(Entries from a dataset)
[Begin]

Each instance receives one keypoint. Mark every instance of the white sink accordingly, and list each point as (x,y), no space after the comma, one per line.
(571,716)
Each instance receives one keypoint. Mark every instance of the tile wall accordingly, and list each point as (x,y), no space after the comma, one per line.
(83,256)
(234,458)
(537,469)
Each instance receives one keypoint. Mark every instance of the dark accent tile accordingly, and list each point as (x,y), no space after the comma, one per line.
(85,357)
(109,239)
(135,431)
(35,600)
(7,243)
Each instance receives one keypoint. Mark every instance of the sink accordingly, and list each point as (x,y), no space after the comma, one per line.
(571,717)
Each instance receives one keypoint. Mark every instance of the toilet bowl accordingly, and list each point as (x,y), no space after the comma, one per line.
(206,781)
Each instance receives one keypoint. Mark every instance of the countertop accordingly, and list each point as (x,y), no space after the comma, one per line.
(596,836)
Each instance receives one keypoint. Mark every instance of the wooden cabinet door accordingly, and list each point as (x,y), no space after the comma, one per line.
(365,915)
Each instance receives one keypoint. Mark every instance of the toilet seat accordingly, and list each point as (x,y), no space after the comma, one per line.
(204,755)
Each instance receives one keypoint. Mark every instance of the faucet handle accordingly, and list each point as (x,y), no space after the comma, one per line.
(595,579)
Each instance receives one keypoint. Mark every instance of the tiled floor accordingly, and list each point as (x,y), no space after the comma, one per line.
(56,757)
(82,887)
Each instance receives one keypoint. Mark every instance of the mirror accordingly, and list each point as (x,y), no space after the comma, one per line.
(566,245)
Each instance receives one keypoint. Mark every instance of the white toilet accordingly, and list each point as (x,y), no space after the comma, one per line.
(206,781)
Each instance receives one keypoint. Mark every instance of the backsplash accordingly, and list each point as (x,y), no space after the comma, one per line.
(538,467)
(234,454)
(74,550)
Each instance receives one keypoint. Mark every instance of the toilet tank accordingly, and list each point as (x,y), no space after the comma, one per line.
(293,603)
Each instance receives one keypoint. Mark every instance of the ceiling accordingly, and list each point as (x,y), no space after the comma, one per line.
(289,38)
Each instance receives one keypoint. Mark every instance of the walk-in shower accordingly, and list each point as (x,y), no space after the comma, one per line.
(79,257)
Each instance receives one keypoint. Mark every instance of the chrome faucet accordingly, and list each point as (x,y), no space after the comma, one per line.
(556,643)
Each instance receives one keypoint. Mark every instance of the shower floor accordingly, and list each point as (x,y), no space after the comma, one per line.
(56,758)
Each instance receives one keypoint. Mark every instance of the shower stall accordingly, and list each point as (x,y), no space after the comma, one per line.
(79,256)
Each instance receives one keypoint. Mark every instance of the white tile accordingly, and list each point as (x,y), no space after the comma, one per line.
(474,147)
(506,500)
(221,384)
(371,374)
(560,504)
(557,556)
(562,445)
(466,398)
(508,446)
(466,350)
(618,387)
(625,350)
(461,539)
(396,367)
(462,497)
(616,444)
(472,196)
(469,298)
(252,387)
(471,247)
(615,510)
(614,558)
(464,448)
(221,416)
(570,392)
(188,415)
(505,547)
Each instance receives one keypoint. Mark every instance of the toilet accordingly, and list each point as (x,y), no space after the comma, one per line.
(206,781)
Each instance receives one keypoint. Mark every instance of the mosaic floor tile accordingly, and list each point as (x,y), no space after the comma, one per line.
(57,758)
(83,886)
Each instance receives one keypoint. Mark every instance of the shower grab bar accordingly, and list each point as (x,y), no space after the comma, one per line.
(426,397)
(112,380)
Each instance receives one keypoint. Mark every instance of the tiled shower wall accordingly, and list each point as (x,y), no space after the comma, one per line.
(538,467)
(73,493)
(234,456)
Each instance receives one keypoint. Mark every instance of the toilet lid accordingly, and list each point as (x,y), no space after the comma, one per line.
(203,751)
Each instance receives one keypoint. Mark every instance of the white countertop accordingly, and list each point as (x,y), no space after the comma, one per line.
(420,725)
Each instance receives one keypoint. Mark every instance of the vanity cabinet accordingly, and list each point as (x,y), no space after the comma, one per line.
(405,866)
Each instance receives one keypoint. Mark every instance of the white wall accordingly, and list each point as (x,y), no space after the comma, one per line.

[End]

▸ YOUR TASK
Extract the lines above from the one containing "the tiled shower" to the last line, both included, exactly as written.

▸ SOLUTION FOR THIS PROBLEM
Each instance receives one keypoint. Mark every instance of the tiled shower wall accordingly, and list each point as (x,y), no space after the comma, one per line.
(538,467)
(73,493)
(234,456)
Each instance receives one keypoint. Mark every instance of the toilet lid accordingly, and list each point as (x,y), no space after the comma, one per line.
(203,751)
Each instance receives one keypoint. Mark every instance of the white countertop accordingly, and list each point as (x,y), no space after the comma, one per line.
(420,725)
Each instance receives one keypoint. Mark every instance of the vanity cabinet accordingly, and list each point as (x,y), no space after the comma, one per line.
(405,866)
Each instance receives one keypoint. Mark every instance of the white wall accordingly, and list each point as (x,y), no space after the comma, one per line.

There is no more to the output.